-------- Provided passage --------
Parker, 71, is almost synonymous with DCCC. He joined the faculty there in 1977 as assistant to the vice president for administration after teaching at Milwaukee Area Technical College and working at Vassar College in Poughkeepsie, N.Y.
Within a few years, Parker became dean of management systems, planning and enrollment management, and vice president for community and corporate education before his appointment as president in 2003.
Parker is well known for his drive to bring DCCC in line with any other institution of higher learning, building partnerships with local businesses to help usher in an era of modern facilities and updated technical training at the college.
“He was a quiet man with a quiet smile and he was very effective,” said former Republican state representative and county council Chairman Mario Civera, of Upper Darby. “He was the architect of the community college system. He knew it, he understood it and he was effective.”
Civera said he had many breakfasts with Parker, who led the charge in Harrisburg to restore funding to community colleges following drastic cuts many years ago and was the key driver to build a new, state-ofthe-art STEM Center in 2010, teaching science, technology, engineering and math.
Susan Parker attributed that success to her husband’s links to the community, evidenced by his political relationships and the numerous boards he sat on, as well as his open-minded, generous and humble personality.
Susan Parker noted two of her husband’s hospice nurses were able to get their registrations thanks in part to partnerships DCCC made with other surrounding colleges and universities that allowed for the easy transfer of credits and reduced tuitions.
-------- Excerpted records --------
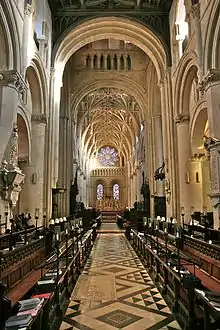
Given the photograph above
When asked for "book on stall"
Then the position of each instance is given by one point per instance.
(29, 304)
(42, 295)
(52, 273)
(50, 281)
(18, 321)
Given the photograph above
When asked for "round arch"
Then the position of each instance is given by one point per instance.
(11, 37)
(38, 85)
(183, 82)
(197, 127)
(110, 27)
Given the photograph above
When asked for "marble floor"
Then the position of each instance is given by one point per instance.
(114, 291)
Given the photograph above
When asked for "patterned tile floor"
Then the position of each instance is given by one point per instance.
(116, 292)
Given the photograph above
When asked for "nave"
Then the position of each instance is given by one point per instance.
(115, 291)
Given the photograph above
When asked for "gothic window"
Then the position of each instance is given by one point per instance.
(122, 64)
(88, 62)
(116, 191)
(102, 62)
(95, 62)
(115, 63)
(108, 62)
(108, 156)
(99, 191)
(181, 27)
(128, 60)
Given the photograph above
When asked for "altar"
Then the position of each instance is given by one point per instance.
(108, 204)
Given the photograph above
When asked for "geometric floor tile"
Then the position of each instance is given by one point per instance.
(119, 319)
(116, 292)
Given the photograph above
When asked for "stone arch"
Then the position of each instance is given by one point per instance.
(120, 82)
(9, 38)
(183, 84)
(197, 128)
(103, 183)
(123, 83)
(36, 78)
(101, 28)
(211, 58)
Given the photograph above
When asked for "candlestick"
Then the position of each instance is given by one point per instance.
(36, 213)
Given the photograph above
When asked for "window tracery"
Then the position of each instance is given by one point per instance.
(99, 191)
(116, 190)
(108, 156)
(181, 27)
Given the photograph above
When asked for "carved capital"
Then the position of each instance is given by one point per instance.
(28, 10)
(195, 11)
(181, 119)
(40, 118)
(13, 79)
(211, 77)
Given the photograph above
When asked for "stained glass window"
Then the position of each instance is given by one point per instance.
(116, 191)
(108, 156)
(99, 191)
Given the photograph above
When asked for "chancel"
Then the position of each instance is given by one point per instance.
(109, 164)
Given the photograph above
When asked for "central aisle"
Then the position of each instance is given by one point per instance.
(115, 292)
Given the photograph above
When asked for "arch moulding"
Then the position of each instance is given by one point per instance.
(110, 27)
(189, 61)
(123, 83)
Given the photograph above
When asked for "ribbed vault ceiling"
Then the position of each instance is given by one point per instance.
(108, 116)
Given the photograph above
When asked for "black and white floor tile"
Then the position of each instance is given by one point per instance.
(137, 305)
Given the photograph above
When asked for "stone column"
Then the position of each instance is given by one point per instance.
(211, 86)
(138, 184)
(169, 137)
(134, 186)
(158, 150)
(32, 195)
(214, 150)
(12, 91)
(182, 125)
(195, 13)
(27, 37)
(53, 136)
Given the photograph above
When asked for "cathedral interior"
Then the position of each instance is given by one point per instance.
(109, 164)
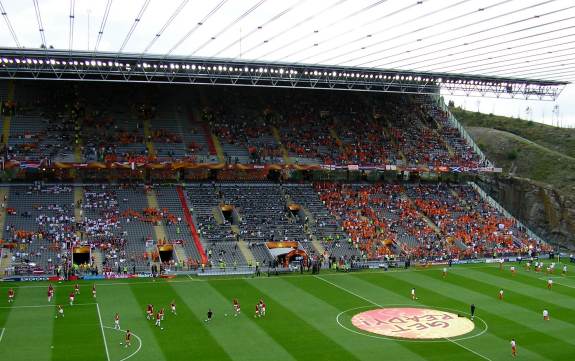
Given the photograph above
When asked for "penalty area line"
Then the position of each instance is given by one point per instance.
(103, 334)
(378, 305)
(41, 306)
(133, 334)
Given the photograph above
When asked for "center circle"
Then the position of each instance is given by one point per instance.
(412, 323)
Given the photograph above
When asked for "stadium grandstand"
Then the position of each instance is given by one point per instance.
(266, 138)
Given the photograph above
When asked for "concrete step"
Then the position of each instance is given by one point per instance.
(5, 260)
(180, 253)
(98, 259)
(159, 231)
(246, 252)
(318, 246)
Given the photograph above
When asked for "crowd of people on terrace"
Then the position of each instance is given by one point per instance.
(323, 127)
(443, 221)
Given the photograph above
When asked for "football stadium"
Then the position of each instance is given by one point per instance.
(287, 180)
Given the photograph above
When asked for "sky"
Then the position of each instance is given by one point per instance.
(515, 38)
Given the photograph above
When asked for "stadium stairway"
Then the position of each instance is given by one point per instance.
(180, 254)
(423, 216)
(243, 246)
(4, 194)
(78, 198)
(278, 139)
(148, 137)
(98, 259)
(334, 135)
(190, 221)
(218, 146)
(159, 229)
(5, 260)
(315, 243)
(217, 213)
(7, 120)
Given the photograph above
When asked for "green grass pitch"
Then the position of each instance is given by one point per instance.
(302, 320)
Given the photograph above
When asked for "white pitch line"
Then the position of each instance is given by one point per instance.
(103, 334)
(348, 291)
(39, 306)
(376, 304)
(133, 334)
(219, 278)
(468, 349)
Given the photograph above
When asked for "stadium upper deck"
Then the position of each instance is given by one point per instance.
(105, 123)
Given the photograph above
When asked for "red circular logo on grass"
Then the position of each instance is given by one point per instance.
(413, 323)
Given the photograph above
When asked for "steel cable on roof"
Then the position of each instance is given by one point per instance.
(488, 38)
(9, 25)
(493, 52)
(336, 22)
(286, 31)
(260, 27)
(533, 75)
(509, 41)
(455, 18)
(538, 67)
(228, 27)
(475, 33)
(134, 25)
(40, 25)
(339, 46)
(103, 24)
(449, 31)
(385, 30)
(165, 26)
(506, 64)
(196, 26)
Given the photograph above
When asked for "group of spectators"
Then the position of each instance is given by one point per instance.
--------
» What needs to be done
Extend the account of Parker's career at DCCC, beginning immediately after its final sentence.

» In response
“He was a community person,” she said. “You could come in and share your ideas and you weren’t blown off.”
Though 71 years old, Susan Parker said her husband didn’t look it and even continued to play tennis with some old college pals on Sundays.
Parker also served not only as an inspiration to their own two children, she said, but to their children’s friends and countless others at the college as well, many of which had recently stopped by to say hello or given a phone call. She recounted one woman from Burundi that her husband had helped to secure a teaching position and another student who had his picture as a screensaver on his computer.
Parker’s non-judgmental attitude and willingness to help those in need benefitted at least one of their children’s friends, she said, when the couple took him in during a rough patch and helped him begin a career in commercial air conditioning.
“He met you where you were,” said Susan Parker. “He was their mentor. His humility, I think, said a lot.”
“Everybody liked the guy,” said Civera. “He was well respected in Harrisburg and that’s a big loss, it really is. People will go on, they’ll run the institution, but he really had his footprint there.”